WHAT IS REQUIRED: Render the records from the start through the line containing "782), (267, 727)]]", inclusive, as a Markdown table with the columns Row and Line. Give each non-blank line its own row and its row number.

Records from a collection
╭──

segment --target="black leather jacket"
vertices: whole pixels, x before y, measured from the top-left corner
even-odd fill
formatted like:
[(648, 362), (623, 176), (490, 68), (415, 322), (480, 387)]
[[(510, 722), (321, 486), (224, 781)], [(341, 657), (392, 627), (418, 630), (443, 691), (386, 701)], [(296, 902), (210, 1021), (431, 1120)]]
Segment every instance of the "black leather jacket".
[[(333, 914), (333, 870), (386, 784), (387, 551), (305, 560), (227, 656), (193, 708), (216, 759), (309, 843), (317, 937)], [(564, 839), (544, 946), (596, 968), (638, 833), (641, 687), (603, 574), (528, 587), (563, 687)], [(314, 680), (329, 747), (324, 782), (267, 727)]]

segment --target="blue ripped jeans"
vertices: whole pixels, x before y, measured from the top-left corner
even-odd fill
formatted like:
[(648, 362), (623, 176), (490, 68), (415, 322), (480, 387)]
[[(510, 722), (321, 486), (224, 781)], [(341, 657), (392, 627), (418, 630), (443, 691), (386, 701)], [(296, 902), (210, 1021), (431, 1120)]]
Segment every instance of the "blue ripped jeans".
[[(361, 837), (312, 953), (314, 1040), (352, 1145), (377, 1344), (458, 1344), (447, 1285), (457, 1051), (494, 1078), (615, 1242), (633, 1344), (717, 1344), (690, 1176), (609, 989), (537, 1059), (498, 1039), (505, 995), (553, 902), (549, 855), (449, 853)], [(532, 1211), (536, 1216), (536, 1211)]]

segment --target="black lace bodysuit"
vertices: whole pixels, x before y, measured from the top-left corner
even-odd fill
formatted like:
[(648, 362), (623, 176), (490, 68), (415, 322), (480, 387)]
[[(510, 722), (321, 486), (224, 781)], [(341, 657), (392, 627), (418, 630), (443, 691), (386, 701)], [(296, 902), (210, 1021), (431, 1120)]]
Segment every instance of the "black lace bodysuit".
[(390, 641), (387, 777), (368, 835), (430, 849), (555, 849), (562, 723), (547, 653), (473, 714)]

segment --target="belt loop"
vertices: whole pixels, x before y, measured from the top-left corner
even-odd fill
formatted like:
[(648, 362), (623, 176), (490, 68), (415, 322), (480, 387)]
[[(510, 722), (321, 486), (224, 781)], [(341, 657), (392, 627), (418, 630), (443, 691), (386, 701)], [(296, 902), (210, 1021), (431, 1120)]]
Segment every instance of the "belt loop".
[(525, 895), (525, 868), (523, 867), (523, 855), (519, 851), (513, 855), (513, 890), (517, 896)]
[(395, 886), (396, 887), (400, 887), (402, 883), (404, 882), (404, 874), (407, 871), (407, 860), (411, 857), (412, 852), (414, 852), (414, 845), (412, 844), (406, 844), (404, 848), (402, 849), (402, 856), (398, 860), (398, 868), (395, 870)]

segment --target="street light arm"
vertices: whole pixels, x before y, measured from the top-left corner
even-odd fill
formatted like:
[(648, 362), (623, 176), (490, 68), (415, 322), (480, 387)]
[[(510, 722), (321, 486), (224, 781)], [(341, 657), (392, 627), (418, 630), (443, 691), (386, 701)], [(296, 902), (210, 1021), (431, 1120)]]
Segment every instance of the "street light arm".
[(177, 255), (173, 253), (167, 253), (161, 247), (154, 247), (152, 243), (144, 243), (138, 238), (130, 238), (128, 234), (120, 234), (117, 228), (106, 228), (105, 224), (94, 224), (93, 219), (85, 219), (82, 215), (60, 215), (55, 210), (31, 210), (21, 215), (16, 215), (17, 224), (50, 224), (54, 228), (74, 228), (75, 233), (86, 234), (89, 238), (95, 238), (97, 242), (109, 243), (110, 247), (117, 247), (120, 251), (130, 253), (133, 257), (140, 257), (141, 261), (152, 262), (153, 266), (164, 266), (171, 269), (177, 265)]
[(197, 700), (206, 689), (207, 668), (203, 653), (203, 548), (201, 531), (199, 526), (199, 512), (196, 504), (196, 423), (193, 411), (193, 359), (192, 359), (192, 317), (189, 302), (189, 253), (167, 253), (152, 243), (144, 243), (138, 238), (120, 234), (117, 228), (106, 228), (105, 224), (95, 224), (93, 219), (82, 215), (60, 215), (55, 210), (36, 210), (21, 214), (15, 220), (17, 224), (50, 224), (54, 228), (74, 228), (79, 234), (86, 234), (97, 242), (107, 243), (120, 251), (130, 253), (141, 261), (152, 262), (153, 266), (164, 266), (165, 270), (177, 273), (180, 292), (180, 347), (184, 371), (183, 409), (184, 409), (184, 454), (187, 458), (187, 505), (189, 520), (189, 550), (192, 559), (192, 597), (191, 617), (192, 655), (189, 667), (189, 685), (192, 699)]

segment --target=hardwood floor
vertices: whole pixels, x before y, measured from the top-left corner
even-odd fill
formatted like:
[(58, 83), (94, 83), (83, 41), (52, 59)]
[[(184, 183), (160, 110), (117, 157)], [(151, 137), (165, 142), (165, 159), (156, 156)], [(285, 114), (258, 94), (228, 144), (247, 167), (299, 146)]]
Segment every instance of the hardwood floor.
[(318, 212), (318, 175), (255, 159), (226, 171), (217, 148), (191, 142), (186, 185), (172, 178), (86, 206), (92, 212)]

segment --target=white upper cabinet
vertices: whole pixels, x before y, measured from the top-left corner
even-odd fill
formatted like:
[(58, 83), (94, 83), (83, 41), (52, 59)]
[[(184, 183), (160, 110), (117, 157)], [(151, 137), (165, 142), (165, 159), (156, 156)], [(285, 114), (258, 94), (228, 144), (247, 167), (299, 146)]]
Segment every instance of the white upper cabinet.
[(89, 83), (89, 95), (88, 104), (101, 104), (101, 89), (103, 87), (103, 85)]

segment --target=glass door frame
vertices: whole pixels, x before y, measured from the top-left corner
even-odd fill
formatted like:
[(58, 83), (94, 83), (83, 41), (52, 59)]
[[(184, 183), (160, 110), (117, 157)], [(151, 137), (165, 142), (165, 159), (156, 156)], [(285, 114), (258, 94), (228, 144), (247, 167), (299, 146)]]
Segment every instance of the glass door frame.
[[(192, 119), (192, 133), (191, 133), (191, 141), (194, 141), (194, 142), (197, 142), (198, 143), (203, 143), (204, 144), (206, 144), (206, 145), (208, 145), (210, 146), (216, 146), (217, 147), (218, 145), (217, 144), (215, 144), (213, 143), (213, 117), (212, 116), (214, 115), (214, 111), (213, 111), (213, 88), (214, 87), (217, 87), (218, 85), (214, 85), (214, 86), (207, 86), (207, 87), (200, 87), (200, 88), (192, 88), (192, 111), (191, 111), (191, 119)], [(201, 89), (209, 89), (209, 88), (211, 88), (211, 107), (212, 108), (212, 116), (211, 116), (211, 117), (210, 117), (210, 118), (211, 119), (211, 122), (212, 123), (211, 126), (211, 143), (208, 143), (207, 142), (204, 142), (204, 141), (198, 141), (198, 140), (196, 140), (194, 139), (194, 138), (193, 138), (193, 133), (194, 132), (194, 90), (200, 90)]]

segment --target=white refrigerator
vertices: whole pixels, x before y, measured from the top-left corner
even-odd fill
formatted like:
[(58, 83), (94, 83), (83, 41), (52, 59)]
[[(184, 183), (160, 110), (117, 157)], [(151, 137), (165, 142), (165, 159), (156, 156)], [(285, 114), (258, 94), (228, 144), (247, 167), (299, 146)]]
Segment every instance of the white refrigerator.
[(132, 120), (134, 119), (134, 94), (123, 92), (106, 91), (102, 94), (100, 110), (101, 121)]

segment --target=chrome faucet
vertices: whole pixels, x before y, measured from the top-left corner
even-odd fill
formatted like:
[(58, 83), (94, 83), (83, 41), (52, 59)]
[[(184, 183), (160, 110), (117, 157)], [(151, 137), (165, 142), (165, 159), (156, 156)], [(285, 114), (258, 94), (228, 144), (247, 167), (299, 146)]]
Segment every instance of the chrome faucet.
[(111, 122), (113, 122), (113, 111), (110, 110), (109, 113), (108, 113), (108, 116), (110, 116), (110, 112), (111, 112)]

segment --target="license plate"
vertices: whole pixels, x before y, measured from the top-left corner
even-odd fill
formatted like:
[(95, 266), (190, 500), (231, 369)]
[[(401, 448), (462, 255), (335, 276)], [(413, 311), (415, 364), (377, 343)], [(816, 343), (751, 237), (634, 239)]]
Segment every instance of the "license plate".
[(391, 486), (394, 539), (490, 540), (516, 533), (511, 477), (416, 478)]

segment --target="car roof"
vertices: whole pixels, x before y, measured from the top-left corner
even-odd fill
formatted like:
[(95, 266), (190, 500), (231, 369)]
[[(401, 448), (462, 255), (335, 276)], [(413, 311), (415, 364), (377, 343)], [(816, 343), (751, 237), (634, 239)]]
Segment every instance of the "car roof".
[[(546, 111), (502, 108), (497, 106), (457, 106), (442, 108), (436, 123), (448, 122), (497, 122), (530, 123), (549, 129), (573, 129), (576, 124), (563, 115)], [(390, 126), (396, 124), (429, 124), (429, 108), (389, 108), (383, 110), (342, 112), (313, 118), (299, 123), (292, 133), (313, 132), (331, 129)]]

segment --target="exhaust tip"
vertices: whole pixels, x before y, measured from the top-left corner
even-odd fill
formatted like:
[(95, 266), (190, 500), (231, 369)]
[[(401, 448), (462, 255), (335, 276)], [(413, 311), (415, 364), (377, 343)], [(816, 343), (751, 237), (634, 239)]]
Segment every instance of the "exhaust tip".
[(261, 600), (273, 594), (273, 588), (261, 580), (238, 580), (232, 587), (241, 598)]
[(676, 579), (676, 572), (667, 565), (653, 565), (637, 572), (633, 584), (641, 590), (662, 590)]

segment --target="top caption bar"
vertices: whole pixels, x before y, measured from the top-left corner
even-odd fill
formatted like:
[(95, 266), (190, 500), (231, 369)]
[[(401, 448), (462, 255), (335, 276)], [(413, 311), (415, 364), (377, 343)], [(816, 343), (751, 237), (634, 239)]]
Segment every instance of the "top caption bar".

╰──

OUTPUT FOR THIS EXERCISE:
| Row | Line |
|---|---|
| 1 | segment --target="black leather jacket" |
| 2 | vertices: whole pixels, x before y, measured from the top-left corner |
| 3 | even-odd fill |
| 4 | formatted like: |
| 5 | [(648, 362), (623, 176), (490, 68), (415, 322), (480, 387)] |
| 6 | [[(510, 722), (321, 486), (224, 781)], [(341, 657), (392, 627), (418, 630), (443, 691), (386, 701)], [(296, 902), (210, 1021), (431, 1120)]] |
| 7 | Segment every instance of the "black leather jacket". |
| 8 | [[(333, 914), (333, 870), (386, 784), (387, 551), (305, 560), (227, 656), (193, 708), (216, 759), (309, 843), (317, 937)], [(564, 839), (544, 946), (596, 968), (638, 833), (641, 687), (603, 574), (528, 587), (563, 687)], [(314, 680), (329, 747), (324, 782), (267, 727)]] |